*Apply what you read*
[a] In the essay on "doing it for the kids," reproduce word for word the passage that begins with "First of all, kids" and ends with "of that arrangement.".
[b] The essay on "doing it for the kids" compares the consequences of divorce to other childhood experiences. List those experiences.
[c] Write the next part of the essay on "doing it for the kids," picking up after its final sentence.

*Document text*
Start of Block

"We're doing it for the kids"--B.S.


Folks who say "We're doing it for the kids" may say it in the context of getting a divorce, or of staying together even if their marriage is essentially over except for being parents. In either case, the intentions are good, but it's actually a very bad idea for everyone involved, especially the children..

First of all, kids can smell a fake marriage from a mile away. They may not know how to put words to it, but they can feel the lovelessness. Children who grow up with parents who are not affectionate and loving toward one another are learning some really bad lessons about what it means to be in a relationship. Mom and dad being "together" is meaningless without the love that makes sense of that arrangement.

On the other hand, divorce has been classified as an Adverse Childhood Experience with consequences on par with molestation, abuse, neglect, or parental use of hard drugs (look up the "ACE Study"). While there may be no more vicious arguing in the home, the silent absence of a parent is often even worse. Worst of all, kids usually blame themselves for the divorce.

End of Block

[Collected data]
Start of Block

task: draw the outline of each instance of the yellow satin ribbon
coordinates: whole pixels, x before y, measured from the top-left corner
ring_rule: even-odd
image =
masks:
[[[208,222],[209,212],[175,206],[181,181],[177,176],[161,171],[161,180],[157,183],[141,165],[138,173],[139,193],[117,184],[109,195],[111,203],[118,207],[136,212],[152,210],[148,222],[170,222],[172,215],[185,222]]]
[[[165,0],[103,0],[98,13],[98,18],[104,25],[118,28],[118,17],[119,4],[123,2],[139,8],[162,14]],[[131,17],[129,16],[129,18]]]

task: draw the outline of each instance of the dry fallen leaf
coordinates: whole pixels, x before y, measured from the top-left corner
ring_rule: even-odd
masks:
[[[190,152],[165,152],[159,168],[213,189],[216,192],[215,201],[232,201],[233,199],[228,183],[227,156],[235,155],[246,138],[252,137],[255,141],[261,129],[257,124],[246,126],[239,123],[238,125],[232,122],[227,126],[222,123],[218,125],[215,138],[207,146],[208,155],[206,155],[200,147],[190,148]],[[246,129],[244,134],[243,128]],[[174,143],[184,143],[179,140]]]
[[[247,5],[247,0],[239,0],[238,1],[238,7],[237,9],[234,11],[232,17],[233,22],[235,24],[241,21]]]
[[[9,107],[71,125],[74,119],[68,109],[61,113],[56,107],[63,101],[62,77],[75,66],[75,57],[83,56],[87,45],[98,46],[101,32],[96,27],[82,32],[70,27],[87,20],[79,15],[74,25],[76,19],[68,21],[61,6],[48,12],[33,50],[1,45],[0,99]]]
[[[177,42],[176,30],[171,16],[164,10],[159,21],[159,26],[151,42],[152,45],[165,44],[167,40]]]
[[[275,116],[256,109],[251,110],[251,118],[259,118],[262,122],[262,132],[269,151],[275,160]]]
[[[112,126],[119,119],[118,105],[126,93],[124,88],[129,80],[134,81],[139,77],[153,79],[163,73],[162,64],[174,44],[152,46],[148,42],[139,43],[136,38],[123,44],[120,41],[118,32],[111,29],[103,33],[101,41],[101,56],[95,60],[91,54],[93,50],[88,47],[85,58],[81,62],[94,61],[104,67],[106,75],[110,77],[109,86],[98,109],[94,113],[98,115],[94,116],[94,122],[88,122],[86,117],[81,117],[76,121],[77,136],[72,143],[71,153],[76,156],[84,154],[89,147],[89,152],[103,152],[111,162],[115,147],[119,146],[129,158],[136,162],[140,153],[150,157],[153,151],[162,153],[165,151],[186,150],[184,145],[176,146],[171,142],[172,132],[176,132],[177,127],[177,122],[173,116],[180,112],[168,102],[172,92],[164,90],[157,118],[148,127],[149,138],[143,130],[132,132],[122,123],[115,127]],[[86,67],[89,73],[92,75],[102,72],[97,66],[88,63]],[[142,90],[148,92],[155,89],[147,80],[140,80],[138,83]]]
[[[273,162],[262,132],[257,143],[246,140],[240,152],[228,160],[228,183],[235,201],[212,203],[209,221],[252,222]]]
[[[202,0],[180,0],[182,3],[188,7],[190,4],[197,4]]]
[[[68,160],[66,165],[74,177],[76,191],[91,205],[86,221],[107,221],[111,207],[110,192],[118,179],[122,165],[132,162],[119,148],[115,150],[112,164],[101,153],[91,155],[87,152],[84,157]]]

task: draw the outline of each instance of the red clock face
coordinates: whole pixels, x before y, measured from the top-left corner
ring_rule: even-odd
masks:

End of Block

*Answers for this exercise*
[a]
First of all, kids can smell a fake marriage from a mile away. They may not know how to put words to it, but they can feel the lovelessness. Children who grow up with parents who are not affectionate and loving toward one another are learning some really bad lessons about what it means to be in a relationship. Mom and dad being "together" is meaningless without the love that makes sense of that arrangement.

[b] molestation, abuse, neglect, parental use of hard drugs

[c]
So, what can be done for the kids' sake if you stay together? I believe a dose of common sense is needed. If you don't love your spouse more than your children, you've got to rethink your marriage and get some help. If you find this controversial, it's clear you've got some intimacy issues with your spouse. It is not possible to love your children to the max unless your marriage comes first. Your loving, married relationship is the deepest lesson you will ever teach your kids.

What if you just can't hang with that, and there's a divorce? What about the kids then? Add some common sense as well. First, what makes you think you can "make it work" for the kids apart any better than you could together? How will not seeing each other as much suddenly help you to be civil and agreeable? Second, the stresses and legal battles involved in divorce may cause deeper resentments than ever. The kids always eat the brunt of that knuckle sandwich. If you get divorced, you've still got to learn how to be civil--that doesn't just go away or stop being difficult if you aren't married.

And the research shows why that's such an important point. The psychologist and researcher Mavis Hetherington spent 20 years on a single study of children with parents who divorced. Not surprisingly, there were bad outcomes and good outcomes. However, she discovered with astonishing clarity that the only factor affecting outcomes was the level of positive, cooperative parenting present between the divorced parents.

So, in other words, whether you are divorced (or not), ignorance is not the answer. If you want happy and healthy kids, you've got to learn to stop acting like a child yourself and work together with your ex (or spouse) for a better relationship--divorced (or not).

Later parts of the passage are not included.